> **WRITTEN INSTRUCTION**: Can you set out the listing below as a numbered list, skipping any blank lines?

---+---

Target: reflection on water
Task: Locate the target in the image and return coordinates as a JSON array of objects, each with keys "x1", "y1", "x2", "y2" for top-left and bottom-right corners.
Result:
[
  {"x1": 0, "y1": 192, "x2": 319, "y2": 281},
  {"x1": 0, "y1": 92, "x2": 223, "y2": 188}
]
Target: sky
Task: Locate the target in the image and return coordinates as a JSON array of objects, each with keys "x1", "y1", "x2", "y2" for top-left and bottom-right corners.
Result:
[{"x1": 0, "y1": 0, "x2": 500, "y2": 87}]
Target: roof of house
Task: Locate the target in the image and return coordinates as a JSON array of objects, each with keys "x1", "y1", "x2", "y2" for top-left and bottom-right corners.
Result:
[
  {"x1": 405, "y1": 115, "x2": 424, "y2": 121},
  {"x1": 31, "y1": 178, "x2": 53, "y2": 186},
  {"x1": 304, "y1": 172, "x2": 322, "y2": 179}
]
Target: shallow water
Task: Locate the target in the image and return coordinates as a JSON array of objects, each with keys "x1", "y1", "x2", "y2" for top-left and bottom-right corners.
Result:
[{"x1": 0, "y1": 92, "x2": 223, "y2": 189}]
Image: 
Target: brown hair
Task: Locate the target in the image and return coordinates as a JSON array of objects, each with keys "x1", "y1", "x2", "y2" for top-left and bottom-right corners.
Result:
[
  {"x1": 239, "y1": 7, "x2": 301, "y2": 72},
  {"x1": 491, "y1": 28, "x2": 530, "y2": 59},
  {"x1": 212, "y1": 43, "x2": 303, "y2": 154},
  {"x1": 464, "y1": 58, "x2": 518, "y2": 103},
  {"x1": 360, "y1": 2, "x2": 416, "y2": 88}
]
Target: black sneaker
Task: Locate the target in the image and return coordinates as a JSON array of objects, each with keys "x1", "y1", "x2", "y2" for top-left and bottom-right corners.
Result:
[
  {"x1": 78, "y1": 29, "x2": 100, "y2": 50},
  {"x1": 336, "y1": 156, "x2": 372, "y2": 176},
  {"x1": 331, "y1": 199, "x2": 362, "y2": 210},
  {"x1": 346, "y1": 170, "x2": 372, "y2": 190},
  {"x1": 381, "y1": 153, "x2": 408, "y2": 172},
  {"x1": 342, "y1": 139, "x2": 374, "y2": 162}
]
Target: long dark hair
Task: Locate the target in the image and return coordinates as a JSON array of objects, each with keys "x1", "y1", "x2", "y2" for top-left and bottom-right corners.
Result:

---+---

> **RESPONSE TO THE EXERCISE**:
1. Target: reflection on water
2. Task: Locate the target in the image and return coordinates as a JSON array of objects, each with keys "x1", "y1", "x2", "y2" for top-left and bottom-right corners.
3. Result:
4. [
5.   {"x1": 0, "y1": 192, "x2": 319, "y2": 281},
6.   {"x1": 0, "y1": 92, "x2": 223, "y2": 188}
7. ]
8. Target: sky
9. Task: Locate the target in the image and return coordinates as a JSON array of objects, each with keys "x1", "y1", "x2", "y2" for top-left and bottom-right corners.
10. Result:
11. [{"x1": 0, "y1": 0, "x2": 500, "y2": 87}]
12. Target: roof of house
13. Task: Locate the target in the image and return coordinates as a JSON array of objects, each with keys "x1", "y1", "x2", "y2" for top-left and bottom-right corners.
14. Result:
15. [
16.   {"x1": 405, "y1": 115, "x2": 424, "y2": 121},
17.   {"x1": 31, "y1": 178, "x2": 53, "y2": 186},
18.   {"x1": 304, "y1": 172, "x2": 322, "y2": 179}
19. ]
20. Target: shallow water
21. Task: Locate the target in the image and return coordinates as a JSON array of objects, each with keys "x1", "y1", "x2", "y2" for top-left and bottom-right corners.
22. Result:
23. [{"x1": 0, "y1": 92, "x2": 223, "y2": 189}]
24. Image: 
25. Target: brown hair
26. Task: Locate the target in the image and return coordinates as a JSON array of objects, each with keys "x1", "y1", "x2", "y2" for top-left and bottom-right corners.
27. Result:
28. [
29.   {"x1": 239, "y1": 7, "x2": 301, "y2": 72},
30.   {"x1": 491, "y1": 28, "x2": 530, "y2": 59},
31.   {"x1": 212, "y1": 43, "x2": 303, "y2": 154},
32.   {"x1": 464, "y1": 58, "x2": 518, "y2": 103},
33.   {"x1": 360, "y1": 2, "x2": 416, "y2": 88}
34. ]
35. Target: black sneaker
36. Task: Locate the target in the image and return coordinates as a JSON array of objects, each with keys "x1", "y1", "x2", "y2" for top-left and bottom-right corners.
37. Result:
38. [
39.   {"x1": 78, "y1": 29, "x2": 100, "y2": 50},
40.   {"x1": 336, "y1": 156, "x2": 372, "y2": 176},
41.   {"x1": 331, "y1": 199, "x2": 362, "y2": 210},
42.   {"x1": 346, "y1": 170, "x2": 372, "y2": 190},
43.   {"x1": 381, "y1": 153, "x2": 408, "y2": 172},
44.   {"x1": 342, "y1": 139, "x2": 374, "y2": 162}
45. ]
46. Target: long dark hair
47. Task: Locate the target in the image and return coordinates as a JSON array of objects, each with keys "x1", "y1", "x2", "y2" for top-left and bottom-right corners.
48. Result:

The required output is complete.